→ Text block
..........
Perhaps it is a disease you have never heard of. Or perhaps it is one that you know far too well. Ménière's Disease is a disease that affects the inner ear and vestibular system (balance). Named after French physician Prosper Ménière who first described the syndrome in 1861, this disease is more common then most are aware of.
According to the National Institute on Deafness and other Communication Disorders (NIDCD), based on recent research, it is estimated there are approximately 615,000 individuals with diagnosed Meniere's disease in the United States and 45,500 newly diagnosed cases each year.
What Is Meniere’s Disease?
Our hearing and balance systems are housed within what is called the labyrinth which has two parts: membranous and bony. The membranous portion of the labyrinth is necessary for hearing and balance and is filled with a fluid called endolymph. The movement of endolymph within the labyrinth is what is responsible for sending signals to the brain about the body’s movement and balance.
Health professionals believe an increase in the endolymph fluid has the potential to cause the labrynth to swell or dialate. This condition is referred to as endolymphatic hydrops and may very well play a part in symptoms of Meniere's disease.
..........
→ Problem
Copy word for word the stretch of the Ménière's disease text from "Perhaps it is a" through "Is Meniere’s Disease?".
..........
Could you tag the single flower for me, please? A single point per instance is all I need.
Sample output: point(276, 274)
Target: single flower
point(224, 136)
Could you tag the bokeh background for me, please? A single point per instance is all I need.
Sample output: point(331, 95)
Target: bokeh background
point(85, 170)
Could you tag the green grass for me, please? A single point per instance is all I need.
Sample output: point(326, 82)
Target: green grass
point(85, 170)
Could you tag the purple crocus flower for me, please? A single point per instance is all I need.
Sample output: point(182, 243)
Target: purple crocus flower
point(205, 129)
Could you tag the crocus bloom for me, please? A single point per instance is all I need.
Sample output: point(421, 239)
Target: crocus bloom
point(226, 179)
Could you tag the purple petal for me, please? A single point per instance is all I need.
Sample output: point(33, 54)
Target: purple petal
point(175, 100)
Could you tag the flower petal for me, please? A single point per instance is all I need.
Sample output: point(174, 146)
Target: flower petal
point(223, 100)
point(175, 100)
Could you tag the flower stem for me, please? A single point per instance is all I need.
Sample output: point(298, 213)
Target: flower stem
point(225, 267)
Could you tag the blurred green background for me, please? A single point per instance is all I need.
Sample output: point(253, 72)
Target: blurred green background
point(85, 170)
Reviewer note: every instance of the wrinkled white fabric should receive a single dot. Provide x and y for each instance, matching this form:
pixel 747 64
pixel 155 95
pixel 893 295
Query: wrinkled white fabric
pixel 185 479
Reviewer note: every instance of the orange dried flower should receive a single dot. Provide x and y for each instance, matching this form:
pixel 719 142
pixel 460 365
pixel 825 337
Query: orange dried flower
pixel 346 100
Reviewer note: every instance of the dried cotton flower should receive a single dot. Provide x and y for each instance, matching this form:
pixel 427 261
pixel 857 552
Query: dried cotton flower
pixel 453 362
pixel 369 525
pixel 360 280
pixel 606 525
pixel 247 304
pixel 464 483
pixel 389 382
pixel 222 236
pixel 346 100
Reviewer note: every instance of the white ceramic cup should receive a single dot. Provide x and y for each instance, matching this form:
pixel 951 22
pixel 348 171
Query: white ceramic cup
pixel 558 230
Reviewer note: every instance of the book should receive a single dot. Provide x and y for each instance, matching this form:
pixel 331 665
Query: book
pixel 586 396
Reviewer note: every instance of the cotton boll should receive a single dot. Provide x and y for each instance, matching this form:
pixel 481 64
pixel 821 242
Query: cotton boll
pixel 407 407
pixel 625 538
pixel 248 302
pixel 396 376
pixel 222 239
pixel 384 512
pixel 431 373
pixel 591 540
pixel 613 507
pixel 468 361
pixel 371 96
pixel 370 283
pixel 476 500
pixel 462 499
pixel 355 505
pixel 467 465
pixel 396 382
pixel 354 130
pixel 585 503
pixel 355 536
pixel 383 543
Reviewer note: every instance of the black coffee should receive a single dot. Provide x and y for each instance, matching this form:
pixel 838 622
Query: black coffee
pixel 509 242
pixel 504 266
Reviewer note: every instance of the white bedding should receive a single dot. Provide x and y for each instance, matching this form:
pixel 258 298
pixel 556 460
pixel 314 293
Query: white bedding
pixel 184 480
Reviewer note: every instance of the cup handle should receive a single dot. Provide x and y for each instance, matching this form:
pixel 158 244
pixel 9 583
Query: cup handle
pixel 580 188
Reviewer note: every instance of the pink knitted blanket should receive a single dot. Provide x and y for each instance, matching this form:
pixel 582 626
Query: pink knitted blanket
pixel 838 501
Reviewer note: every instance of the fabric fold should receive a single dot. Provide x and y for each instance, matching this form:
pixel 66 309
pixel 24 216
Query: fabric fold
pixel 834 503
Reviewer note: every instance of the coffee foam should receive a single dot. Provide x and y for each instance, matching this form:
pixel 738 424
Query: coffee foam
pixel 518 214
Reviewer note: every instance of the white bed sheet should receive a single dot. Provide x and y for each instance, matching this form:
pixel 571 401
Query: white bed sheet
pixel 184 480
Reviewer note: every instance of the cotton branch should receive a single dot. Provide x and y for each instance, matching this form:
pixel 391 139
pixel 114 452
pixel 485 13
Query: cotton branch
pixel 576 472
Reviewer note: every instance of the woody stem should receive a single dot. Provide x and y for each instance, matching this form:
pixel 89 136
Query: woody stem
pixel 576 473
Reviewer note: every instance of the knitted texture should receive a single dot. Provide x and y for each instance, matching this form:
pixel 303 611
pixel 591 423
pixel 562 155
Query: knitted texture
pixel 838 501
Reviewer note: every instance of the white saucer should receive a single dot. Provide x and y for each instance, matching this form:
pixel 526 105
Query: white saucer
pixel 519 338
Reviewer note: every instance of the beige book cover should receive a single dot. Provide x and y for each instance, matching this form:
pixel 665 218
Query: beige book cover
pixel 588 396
..........
→ Task result
Perhaps it is a disease you have never heard of. Or perhaps it is one that you know far too well. Ménière's Disease is a disease that affects the inner ear and vestibular system (balance). Named after French physician Prosper Ménière who first described the syndrome in 1861, this disease is more common then most are aware of.
According to the National Institute on Deafness and other Communication Disorders (NIDCD), based on recent research, it is estimated there are approximately 615,000 individuals with diagnosed Meniere's disease in the United States and 45,500 newly diagnosed cases each year.
What Is Meniere’s Disease?